▸ **Problem statement**
Write out the passage from the timeshare resale thread verbatim, from "I have a floating" up to and including "a for-sale Ad.".

▸ **Excerpted passage**
#####
# [what's the best way] to Sell My Grand Pacific Timeshare



## janda727 (Jan 1, 2015)

I have a floating week annually at Grand Pacific Palisades in Carlsbad.  [specifics deleted] We love it but have too much vacation time to use. Has anyone sold their ownership? I'm looking for tips and feedback on ones that have been sold.


----------



## DeniseM (Jan 1, 2015)

I'm sorry, but I had to delete the specific details from your post, so it doesn't appear to be a for-sale Ad.

I'd start by finding out what your timeshare is actually selling for on ebay:

Go to-

http://www.ebay.com/sch/items/Timesh...1&_sacat=15897

- put the exact resort name in the search box

- scroll down and click SOLD LISTINGS

- scroll up and click SEARCH

You want to look at the *sold listings*, not just the asking prices, because many timeshares are way overpriced.  In general, on the resale market, timeshares resale for 0-10% of original retail.​
You may also want to check with some reputable brokers, to get their opinion.  Here is a sort list of Tugger who are reputable brokers:

Fred Messreni (TUG user name FredM if you want to send him a pm)
www.timeshare-gallery.com

Seth Nock (TUG user name the same if you want to send him a pm)
www.sellingtimeshares.net

Judi Kozlowski (TUG user name the same if you want to send her a pm)
www.timeshareresalepros.com


----------



## Passepartout (Jan 1, 2015)
#####
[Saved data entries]
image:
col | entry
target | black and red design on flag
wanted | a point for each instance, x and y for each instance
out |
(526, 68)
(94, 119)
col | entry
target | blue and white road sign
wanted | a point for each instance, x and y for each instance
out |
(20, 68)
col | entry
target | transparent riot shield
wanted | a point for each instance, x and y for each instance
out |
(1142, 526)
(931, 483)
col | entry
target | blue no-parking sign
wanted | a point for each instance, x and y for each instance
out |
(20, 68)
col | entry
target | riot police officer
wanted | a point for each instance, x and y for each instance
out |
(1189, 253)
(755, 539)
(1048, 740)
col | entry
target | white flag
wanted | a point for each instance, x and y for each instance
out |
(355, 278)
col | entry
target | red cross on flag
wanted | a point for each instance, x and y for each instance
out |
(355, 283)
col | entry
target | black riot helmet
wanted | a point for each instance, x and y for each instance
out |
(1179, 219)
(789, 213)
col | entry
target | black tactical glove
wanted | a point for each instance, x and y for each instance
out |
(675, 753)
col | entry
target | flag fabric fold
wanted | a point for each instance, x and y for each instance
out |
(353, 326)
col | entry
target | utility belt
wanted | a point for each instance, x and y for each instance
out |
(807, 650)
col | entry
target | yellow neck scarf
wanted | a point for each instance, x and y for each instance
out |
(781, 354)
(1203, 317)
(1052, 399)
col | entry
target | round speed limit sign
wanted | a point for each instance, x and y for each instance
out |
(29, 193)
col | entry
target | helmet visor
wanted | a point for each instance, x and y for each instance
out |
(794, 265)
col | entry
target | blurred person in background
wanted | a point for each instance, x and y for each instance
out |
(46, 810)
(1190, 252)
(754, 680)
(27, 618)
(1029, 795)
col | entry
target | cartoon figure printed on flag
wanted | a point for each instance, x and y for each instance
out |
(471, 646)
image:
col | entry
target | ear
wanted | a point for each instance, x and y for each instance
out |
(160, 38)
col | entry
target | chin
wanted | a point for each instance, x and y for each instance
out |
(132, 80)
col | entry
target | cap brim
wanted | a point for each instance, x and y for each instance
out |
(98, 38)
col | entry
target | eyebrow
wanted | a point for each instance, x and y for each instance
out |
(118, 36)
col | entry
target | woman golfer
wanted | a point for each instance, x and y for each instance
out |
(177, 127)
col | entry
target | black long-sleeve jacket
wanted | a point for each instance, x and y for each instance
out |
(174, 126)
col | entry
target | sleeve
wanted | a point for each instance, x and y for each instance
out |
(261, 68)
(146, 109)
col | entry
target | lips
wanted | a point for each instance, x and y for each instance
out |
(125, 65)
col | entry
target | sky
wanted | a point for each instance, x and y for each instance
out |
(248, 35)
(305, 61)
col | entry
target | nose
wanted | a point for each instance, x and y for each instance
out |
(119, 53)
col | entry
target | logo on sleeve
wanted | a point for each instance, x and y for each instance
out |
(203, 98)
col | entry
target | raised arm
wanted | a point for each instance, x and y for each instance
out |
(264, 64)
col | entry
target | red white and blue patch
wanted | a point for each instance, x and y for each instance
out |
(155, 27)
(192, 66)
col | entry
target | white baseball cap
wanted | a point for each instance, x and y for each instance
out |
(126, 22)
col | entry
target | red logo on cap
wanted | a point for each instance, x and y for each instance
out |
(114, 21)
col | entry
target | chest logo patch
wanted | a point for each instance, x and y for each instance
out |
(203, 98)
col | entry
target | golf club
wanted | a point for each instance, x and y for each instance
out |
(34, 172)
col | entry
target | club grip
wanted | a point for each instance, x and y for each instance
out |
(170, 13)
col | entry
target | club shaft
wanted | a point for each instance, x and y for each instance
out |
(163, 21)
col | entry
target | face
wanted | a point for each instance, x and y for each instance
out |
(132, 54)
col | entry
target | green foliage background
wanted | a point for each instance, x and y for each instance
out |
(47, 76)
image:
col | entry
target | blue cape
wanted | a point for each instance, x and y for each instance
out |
#####
▸ **Task output**
I have a floating week annually at Grand Pacific Palisades in Carlsbad.  [specifics deleted] We love it but have too much vacation time to use. Has anyone sold their ownership? I'm looking for tips and feedback on ones that have been sold.


----------



## DeniseM (Jan 1, 2015)

I'm sorry, but I had to delete the specific details from your post, so it doesn't appear to be a for-sale Ad.